**TRY IT**
Everything from the line containing "# put a dot" through the final line of the entries below should be repeated exactly, and nothing else.

**PROVIDED ENTRIES**
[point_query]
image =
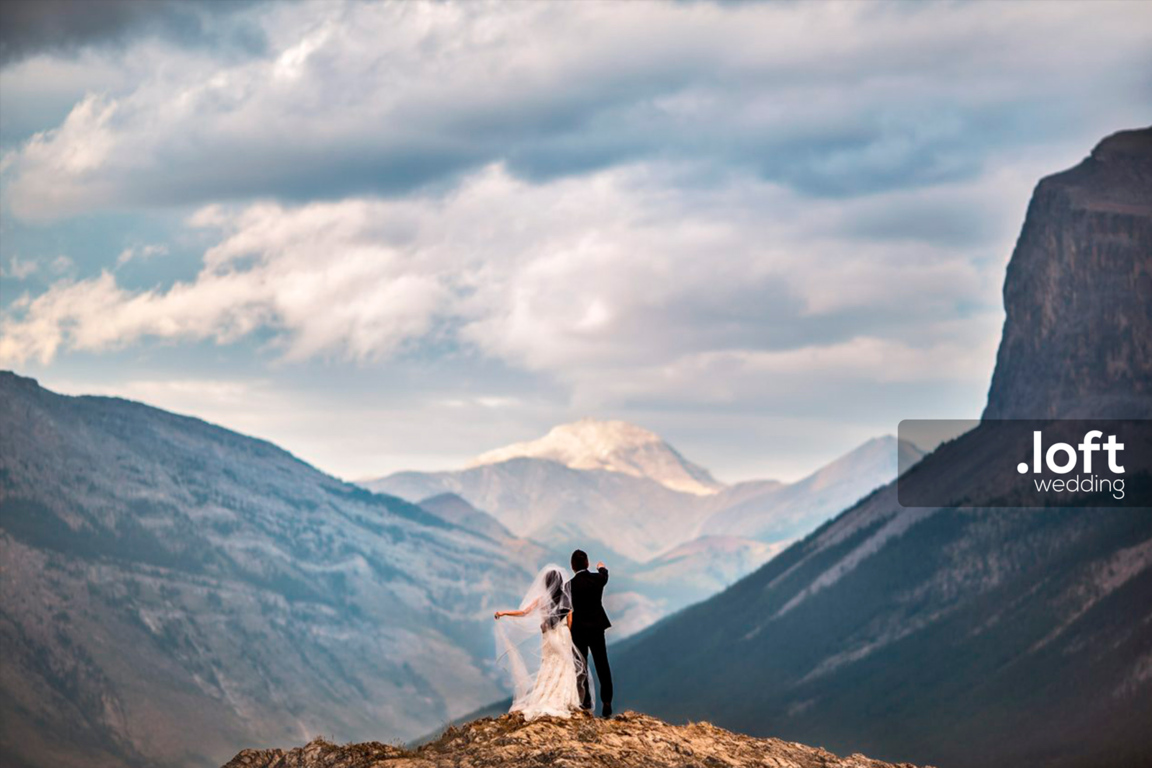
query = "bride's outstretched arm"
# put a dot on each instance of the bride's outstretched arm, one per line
(522, 611)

**RESULT BELOW**
# put a dot on each instance of the bride's outstretched arm, one per line
(522, 611)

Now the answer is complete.